::: Data excerpts :::

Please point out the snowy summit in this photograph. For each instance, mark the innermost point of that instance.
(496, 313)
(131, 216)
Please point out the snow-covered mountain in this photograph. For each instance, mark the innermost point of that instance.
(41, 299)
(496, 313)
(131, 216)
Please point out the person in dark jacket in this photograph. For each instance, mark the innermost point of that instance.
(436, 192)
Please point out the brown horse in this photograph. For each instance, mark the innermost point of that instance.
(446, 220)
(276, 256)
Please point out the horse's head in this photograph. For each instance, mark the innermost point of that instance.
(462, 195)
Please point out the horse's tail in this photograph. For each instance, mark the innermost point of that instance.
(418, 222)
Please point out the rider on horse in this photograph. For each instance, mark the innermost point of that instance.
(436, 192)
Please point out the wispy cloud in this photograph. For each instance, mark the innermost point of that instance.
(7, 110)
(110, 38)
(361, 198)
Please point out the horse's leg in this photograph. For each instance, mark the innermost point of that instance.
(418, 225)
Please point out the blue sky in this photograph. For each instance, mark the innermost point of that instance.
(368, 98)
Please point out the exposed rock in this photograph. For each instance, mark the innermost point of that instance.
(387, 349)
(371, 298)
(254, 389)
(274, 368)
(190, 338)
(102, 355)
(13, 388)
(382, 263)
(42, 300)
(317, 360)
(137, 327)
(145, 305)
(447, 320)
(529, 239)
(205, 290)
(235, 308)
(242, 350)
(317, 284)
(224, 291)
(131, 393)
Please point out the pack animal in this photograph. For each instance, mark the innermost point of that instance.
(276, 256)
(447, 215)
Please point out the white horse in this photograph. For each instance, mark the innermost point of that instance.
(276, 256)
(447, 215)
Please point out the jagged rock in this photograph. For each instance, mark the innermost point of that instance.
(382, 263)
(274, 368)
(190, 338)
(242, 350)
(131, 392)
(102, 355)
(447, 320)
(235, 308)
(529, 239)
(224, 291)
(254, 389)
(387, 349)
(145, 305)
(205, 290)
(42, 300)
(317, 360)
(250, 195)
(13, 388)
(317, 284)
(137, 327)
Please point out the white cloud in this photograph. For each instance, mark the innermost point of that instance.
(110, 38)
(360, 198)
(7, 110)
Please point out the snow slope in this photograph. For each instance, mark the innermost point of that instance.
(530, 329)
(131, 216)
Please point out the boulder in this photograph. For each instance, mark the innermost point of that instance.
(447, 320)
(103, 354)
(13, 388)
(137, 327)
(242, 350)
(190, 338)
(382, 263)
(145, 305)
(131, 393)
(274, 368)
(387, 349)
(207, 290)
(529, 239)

:::

# Task details
Starting at the line that contains "Please point out the white cloud", output each remaining line of the listing, the last line included, exactly as it appears.

# Written response
Please point out the white cloud in this photograph. For each instance, mark the innermost point of that instance.
(110, 38)
(360, 198)
(7, 110)
Please point out the snow slope in this photograph. For each instance, mark the innermost point of that instance.
(530, 329)
(131, 216)
Please point out the boulder in this photograph. For each instance, mark the innermost point of that instance.
(447, 320)
(103, 354)
(13, 388)
(137, 327)
(242, 350)
(190, 338)
(382, 263)
(145, 305)
(131, 393)
(274, 368)
(387, 349)
(207, 290)
(529, 239)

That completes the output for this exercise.